(Object position labeling entries)
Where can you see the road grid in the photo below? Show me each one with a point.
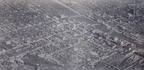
(71, 35)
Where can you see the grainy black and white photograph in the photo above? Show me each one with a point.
(71, 34)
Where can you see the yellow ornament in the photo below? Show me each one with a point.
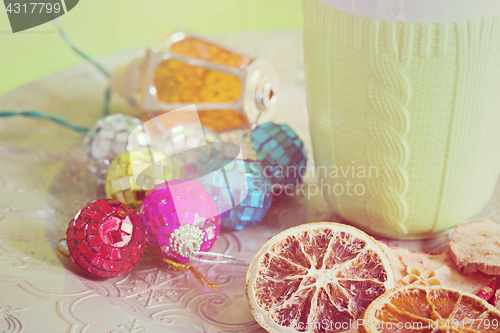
(135, 172)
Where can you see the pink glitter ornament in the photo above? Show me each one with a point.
(181, 220)
(106, 238)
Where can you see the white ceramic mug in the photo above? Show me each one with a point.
(409, 93)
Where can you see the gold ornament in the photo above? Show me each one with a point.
(135, 172)
(230, 89)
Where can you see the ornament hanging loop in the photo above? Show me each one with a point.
(187, 240)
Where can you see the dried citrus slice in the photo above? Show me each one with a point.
(316, 276)
(416, 308)
(474, 246)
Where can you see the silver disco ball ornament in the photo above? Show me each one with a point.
(107, 139)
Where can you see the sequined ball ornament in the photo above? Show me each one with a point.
(135, 172)
(181, 219)
(106, 140)
(106, 239)
(281, 152)
(189, 147)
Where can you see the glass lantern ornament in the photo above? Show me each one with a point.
(281, 152)
(106, 140)
(106, 239)
(133, 173)
(181, 220)
(230, 89)
(249, 186)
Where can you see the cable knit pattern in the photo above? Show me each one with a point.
(388, 124)
(409, 115)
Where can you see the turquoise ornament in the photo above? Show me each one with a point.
(281, 152)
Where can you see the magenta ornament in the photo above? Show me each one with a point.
(181, 220)
(106, 239)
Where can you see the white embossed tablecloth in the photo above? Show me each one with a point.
(43, 182)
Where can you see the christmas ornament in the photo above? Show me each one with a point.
(189, 146)
(281, 153)
(255, 188)
(135, 172)
(106, 239)
(230, 89)
(106, 140)
(181, 220)
(248, 185)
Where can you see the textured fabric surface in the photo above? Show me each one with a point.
(414, 105)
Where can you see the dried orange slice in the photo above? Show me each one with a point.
(416, 308)
(316, 276)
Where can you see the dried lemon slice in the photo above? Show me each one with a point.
(415, 308)
(316, 277)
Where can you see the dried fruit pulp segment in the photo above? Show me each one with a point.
(320, 271)
(430, 309)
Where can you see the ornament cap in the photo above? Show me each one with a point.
(265, 96)
(186, 240)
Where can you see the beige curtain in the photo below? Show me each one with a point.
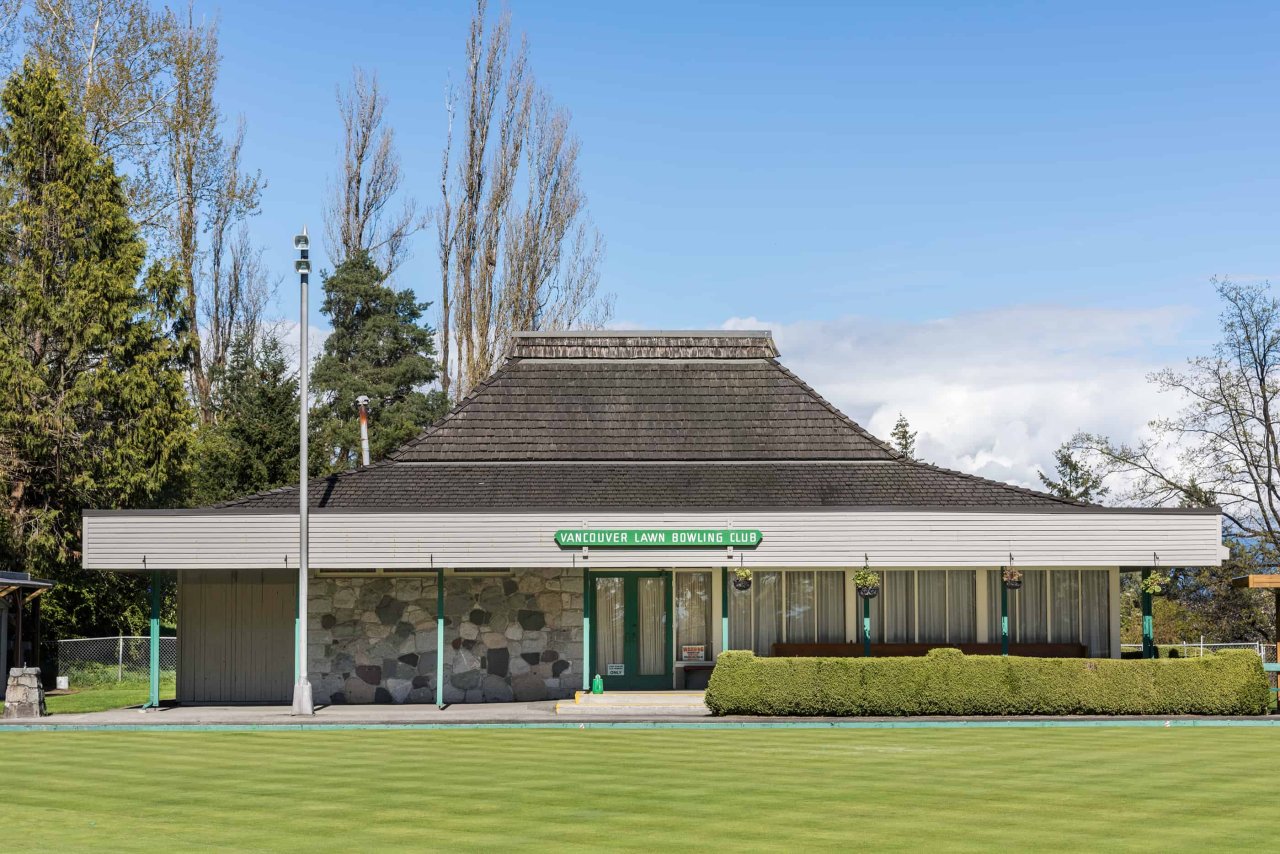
(609, 622)
(653, 628)
(693, 610)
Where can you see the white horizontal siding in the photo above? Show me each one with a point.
(822, 538)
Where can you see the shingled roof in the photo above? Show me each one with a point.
(643, 419)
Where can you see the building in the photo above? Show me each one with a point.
(580, 512)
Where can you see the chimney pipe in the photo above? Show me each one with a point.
(362, 402)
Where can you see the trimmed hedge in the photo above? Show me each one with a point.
(946, 681)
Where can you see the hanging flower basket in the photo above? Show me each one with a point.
(867, 584)
(1155, 584)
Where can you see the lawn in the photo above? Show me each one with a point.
(106, 695)
(981, 790)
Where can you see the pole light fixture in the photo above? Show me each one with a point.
(302, 700)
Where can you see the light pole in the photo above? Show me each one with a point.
(302, 703)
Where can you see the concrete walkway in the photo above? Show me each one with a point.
(538, 715)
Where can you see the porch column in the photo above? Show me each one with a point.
(439, 639)
(723, 608)
(1148, 635)
(154, 666)
(586, 629)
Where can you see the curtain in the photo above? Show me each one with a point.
(767, 588)
(801, 616)
(653, 626)
(899, 594)
(1096, 611)
(609, 622)
(1065, 599)
(932, 588)
(831, 607)
(963, 606)
(693, 611)
(993, 583)
(740, 619)
(1032, 607)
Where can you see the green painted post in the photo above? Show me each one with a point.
(586, 630)
(154, 702)
(1004, 617)
(1148, 634)
(439, 639)
(723, 608)
(867, 628)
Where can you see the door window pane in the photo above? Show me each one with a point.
(693, 612)
(801, 626)
(1065, 592)
(831, 607)
(932, 587)
(653, 626)
(899, 594)
(963, 607)
(609, 624)
(768, 611)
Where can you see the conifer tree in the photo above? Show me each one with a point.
(254, 446)
(904, 437)
(380, 347)
(94, 410)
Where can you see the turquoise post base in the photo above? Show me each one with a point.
(1148, 630)
(867, 628)
(1004, 617)
(154, 668)
(439, 639)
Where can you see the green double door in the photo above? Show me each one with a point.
(631, 630)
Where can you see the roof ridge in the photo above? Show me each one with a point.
(895, 453)
(1023, 491)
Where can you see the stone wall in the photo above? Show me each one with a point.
(507, 638)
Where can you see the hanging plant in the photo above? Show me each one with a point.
(867, 583)
(1155, 584)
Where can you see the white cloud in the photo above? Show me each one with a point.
(995, 392)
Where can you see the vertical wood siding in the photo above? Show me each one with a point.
(236, 635)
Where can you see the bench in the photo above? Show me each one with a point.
(854, 651)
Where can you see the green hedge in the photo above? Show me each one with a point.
(947, 681)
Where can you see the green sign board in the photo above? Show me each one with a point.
(658, 538)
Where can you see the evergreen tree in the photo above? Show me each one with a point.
(380, 347)
(90, 373)
(1075, 480)
(904, 437)
(254, 444)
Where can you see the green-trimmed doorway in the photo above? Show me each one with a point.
(631, 630)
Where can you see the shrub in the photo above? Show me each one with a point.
(946, 681)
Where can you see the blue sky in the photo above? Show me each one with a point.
(848, 169)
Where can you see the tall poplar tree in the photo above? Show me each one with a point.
(90, 373)
(379, 347)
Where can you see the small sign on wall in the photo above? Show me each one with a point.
(693, 652)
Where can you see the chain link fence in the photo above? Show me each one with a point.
(104, 661)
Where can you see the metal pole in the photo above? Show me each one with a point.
(586, 630)
(867, 628)
(1004, 617)
(1148, 644)
(439, 639)
(302, 700)
(154, 665)
(723, 608)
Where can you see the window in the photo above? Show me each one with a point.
(794, 606)
(693, 612)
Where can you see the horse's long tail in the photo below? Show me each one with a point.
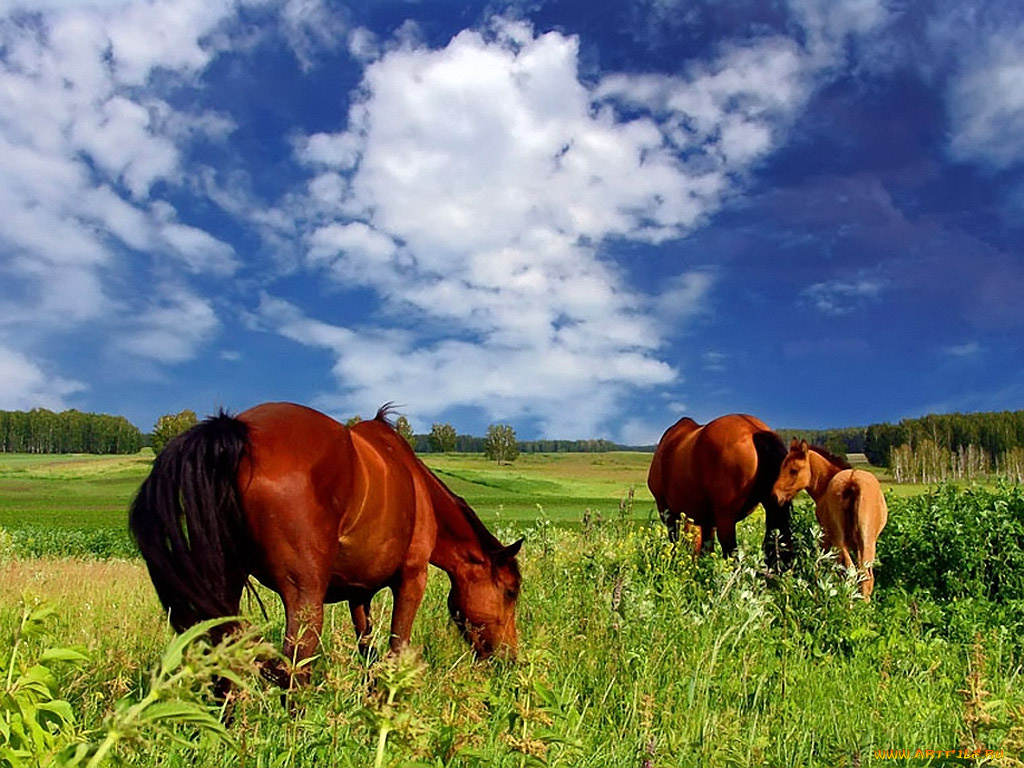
(188, 523)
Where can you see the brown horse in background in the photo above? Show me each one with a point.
(712, 476)
(849, 505)
(317, 513)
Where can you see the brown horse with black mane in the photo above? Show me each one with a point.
(318, 513)
(712, 476)
(849, 505)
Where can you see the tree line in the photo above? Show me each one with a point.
(42, 431)
(993, 434)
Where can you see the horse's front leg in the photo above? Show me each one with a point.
(408, 596)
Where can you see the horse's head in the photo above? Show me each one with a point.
(795, 474)
(482, 601)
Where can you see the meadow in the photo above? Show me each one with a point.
(631, 654)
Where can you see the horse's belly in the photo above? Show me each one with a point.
(369, 562)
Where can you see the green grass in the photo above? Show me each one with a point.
(630, 653)
(69, 492)
(91, 492)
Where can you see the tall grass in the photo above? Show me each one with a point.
(631, 654)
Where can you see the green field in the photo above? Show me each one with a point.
(631, 654)
(85, 492)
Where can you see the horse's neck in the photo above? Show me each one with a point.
(822, 471)
(457, 539)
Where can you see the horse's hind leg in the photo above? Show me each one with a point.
(304, 621)
(867, 566)
(359, 610)
(408, 596)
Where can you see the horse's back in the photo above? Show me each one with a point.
(854, 499)
(697, 470)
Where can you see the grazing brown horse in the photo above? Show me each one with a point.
(318, 513)
(849, 504)
(712, 476)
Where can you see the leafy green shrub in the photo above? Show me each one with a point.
(956, 545)
(35, 722)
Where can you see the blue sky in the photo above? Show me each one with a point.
(585, 219)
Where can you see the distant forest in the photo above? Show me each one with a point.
(988, 435)
(42, 431)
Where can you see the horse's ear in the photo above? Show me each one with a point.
(506, 554)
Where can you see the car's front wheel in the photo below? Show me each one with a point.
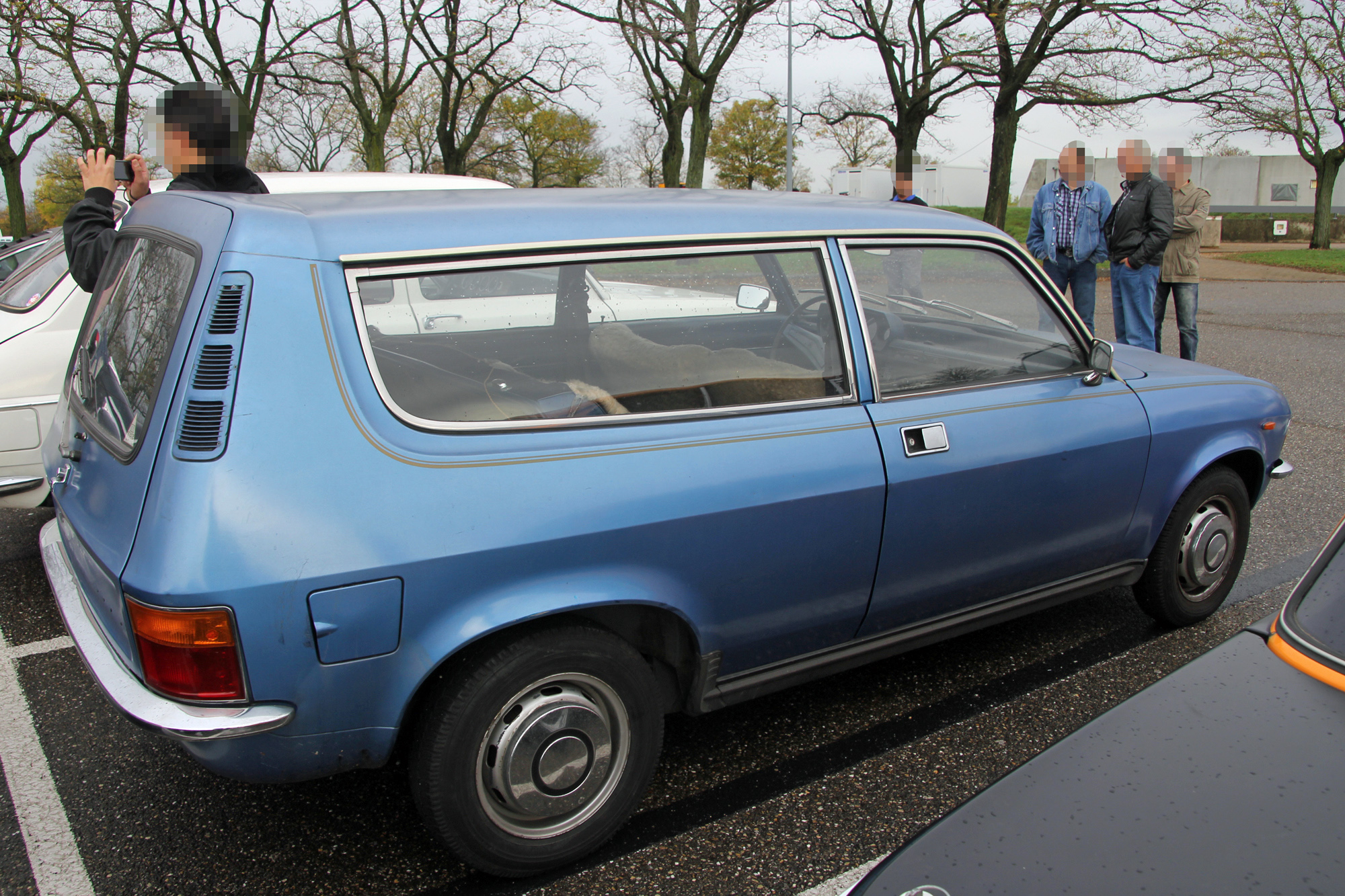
(535, 754)
(1200, 551)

### Exercise description
Write out again every line above exactly as given; the pictures do not belong in the copy.

### Reply to the exercise
Where can you see the road grid in the photo below? Show me each one with a point.
(71, 35)
Where can you see the grainy black and white photograph in the photo above? Show me each one with a point.
(71, 34)
Where can you see the yellow ornament in the photo below? Show me each one with a point.
(135, 172)
Where can you see the pink glitter ornament in the photo above? Show me each one with a point.
(181, 220)
(106, 238)
Where can you see the white ceramic mug in the photo above? Show me each one with a point.
(409, 93)
Where can you see the gold ornament in the photo above? Show me each one with a point.
(135, 172)
(230, 89)
Where can you see the ornament hanging loop in the photo above? Show me each one with a point.
(187, 240)
Where can you see the dried citrus slice in the photo above? Show me each one with a point.
(316, 276)
(416, 308)
(474, 246)
Where can you see the silver disco ball ornament in the photo above? Show me each one with a point.
(107, 139)
Where can you see the sequined ball ornament in the photo above? Show me each one with a point.
(135, 172)
(181, 219)
(106, 140)
(106, 239)
(281, 152)
(189, 147)
Where can you see the glass lantern ornament in the photo above? Show me each one with a point.
(281, 152)
(106, 140)
(106, 239)
(133, 173)
(181, 220)
(230, 89)
(249, 186)
Where can you see the cable knit pattern in the photo above? Show me each one with a point.
(388, 124)
(409, 115)
Where can you see the turquoise ornament in the photo above? Show me each one with a point.
(281, 152)
Where can you see the magenta ornament in the photo above? Show me each one with a point.
(181, 220)
(106, 239)
Where can you see the white embossed tablecloth in the photo above? Show me each one with a point.
(43, 182)
Where can you see the christmas ornament in the photo above? Show me each one with a point.
(189, 146)
(281, 153)
(255, 188)
(135, 172)
(106, 239)
(230, 89)
(106, 140)
(181, 220)
(248, 185)
Where can you see the textured fabric surface in the photo above? Show me each one with a point.
(414, 105)
Where can you see the dried orange slice in the photo above? Show me each one with a point.
(416, 308)
(316, 276)
Where can you see the dried lemon slice in the photo above? Show me each one with a point.
(415, 308)
(316, 277)
Where can you see the dried fruit pulp segment in the photo above? Show me each one with a point.
(320, 271)
(430, 309)
Where can you see the ornament cap in the photo above? Show me each one with a point.
(265, 96)
(186, 240)
Where can you see the beige curtain in the photo below? Show me each one with a point.
(609, 622)
(653, 628)
(693, 610)
Where can you see the white horizontal siding in the photo above? Show me each one with a point.
(822, 538)
Where can you see the shingled roof in the photo above? Show me each one with a point.
(643, 419)
Where can you see the building in the photo above? Show me each one with a point.
(580, 512)
Where can you see the chimney pipe in the photo above? Show me each one with a point.
(362, 402)
Where can you see the trimmed hedge in the photo above? Show me each one with a point.
(946, 681)
Where can you see the hanging flower basket in the photo above? Show me each one with a point.
(867, 584)
(1155, 584)
Where can you see the lawn in the photo above? Show me each one with a point.
(106, 695)
(981, 790)
Where can you see the pole light fixture in the photo above? Show me each one with a point.
(302, 700)
Where can you see the light pole in the photo above? Show me each one with a point.
(302, 703)
Where can you see the concrete walkway in the photo above? Show me each one with a point.
(538, 715)
Where can you see the porch column in the photo above? Show me each one with a point.
(439, 639)
(723, 608)
(1148, 635)
(154, 666)
(586, 629)
Where can you see the curtain in the photo above? Show me each one with a point.
(767, 588)
(801, 616)
(653, 626)
(899, 594)
(1096, 611)
(609, 622)
(1065, 599)
(932, 588)
(831, 607)
(963, 606)
(693, 611)
(993, 583)
(740, 619)
(1032, 607)
Where can you see the green painted post in the photo above? Show me each one with a point.
(586, 630)
(154, 702)
(1004, 617)
(1148, 634)
(439, 639)
(723, 608)
(867, 628)
Where can you see the door window pane in the photo above? Show me each one with a point.
(693, 612)
(801, 626)
(1065, 592)
(831, 607)
(932, 587)
(653, 626)
(899, 594)
(963, 607)
(609, 624)
(768, 611)
Where can you see the conifer tree in the photo above? Show me each one with a point.
(254, 446)
(904, 437)
(380, 347)
(94, 410)
Where can you see the turquoise post base in the photo above? Show me each one with a point.
(1148, 630)
(867, 628)
(1004, 617)
(154, 668)
(439, 639)
Where can you see the green double door in the photo above? Show me each one with a point.
(631, 630)
Where can you see the roof ridge in the photo above? Show me each one with a point.
(895, 453)
(1023, 491)
Where can you see the stone wall in the photo above? Show me each one with a point.
(507, 638)
Where can you see the hanging plant in the photo above? Show me each one with a point.
(867, 583)
(1155, 584)
Where can you see the white cloud in the photo above? Show me each one with a point.
(995, 392)
Where can you see the vertical wood siding in the photo above? Show me each one with a point.
(236, 635)
Where can you see the bench in the photo above? Show me each one with a point.
(854, 651)
Where can you see the green hedge in the photo above? Show me each one with a point.
(947, 681)
Where can you see the green sign board in the photo above? Show me each one with a point.
(658, 538)
Where can you see the evergreen tree in the photo above? Show me each one with a point.
(380, 347)
(90, 373)
(1075, 480)
(904, 437)
(254, 444)
Where can you see the green-trimmed doorway in the photo above? Show me each one with a point.
(631, 630)
Where can you see the shrub in the photo above? Show me each one with a point.
(946, 681)
Where can you see the blue sky in the photo above? Show me each one with a point.
(848, 169)
Where can you see the tall poplar tree in the photo above? Show me each one with a point.
(90, 373)
(379, 347)
Where can you see the small sign on wall in the photo above? Show me each one with a point.
(693, 652)
Where can you see the chain link fence in the photo above? Show me each one with a point.
(104, 661)
Where can you see the metal pole in the photo above? Show me each one with a point.
(586, 630)
(867, 628)
(1004, 617)
(1148, 644)
(439, 639)
(302, 700)
(154, 665)
(723, 608)
Where can you see the window in the photo above? Show me each one with a point.
(794, 606)
(693, 612)
Where can you see the horse's long tail in the photo below? Show me each one with a point.
(188, 523)
Where can you see the brown horse in background in the photo above? Show me each one with a point.
(712, 476)
(849, 505)
(317, 513)
Where can you see the brown horse with black mane in the photo above? Show me each one with a point.
(318, 513)
(712, 476)
(849, 505)
Where can you see the tree line in the photo above? Show me each one with a point.
(42, 431)
(993, 434)
Where can you see the horse's front leg in the photo above? Show me each one with a point.
(408, 596)
Where can you see the horse's head in the photo above? Show me each one with a point.
(795, 474)
(482, 601)
Where can you see the meadow in the photo above? Show me each one with a point.
(631, 654)
Where can you see the horse's belly in the photo above? Show me each one with a point.
(369, 562)
Where can you see the green grass in the photo above? Show me each one with a point.
(630, 653)
(69, 492)
(91, 492)
Where can you see the tall grass in the photo above? Show me each one with a point.
(631, 654)
Where can you see the green field in the photo above? Show me each one with a point.
(631, 654)
(85, 492)
Where can you see the horse's neck in the photo above? Show me each one with a point.
(822, 471)
(457, 539)
Where can you see the horse's hind leg in the photo above? Show me each one with a point.
(304, 621)
(867, 566)
(359, 610)
(408, 596)
Where can you see the horse's back in the photo above? Show me each one with a point.
(854, 499)
(697, 470)
Where can you see the grazing brown horse in the photo above? Show me each one with a point.
(318, 513)
(849, 504)
(712, 476)
Where can you see the leafy green shrub in the photo above? Show me each one with a point.
(956, 545)
(35, 722)
Where can you see the blue sky in the photo above? Show me each one with a point.
(585, 219)
Where can you see the distant forest in the photo above? Show me each one with a point.
(988, 435)
(42, 431)
Where can you see the horse's ear in the photo above? Show me each one with a point.
(506, 554)
Where can you see the car's front wheel in the photo below? Show me each one with a point.
(535, 754)
(1200, 551)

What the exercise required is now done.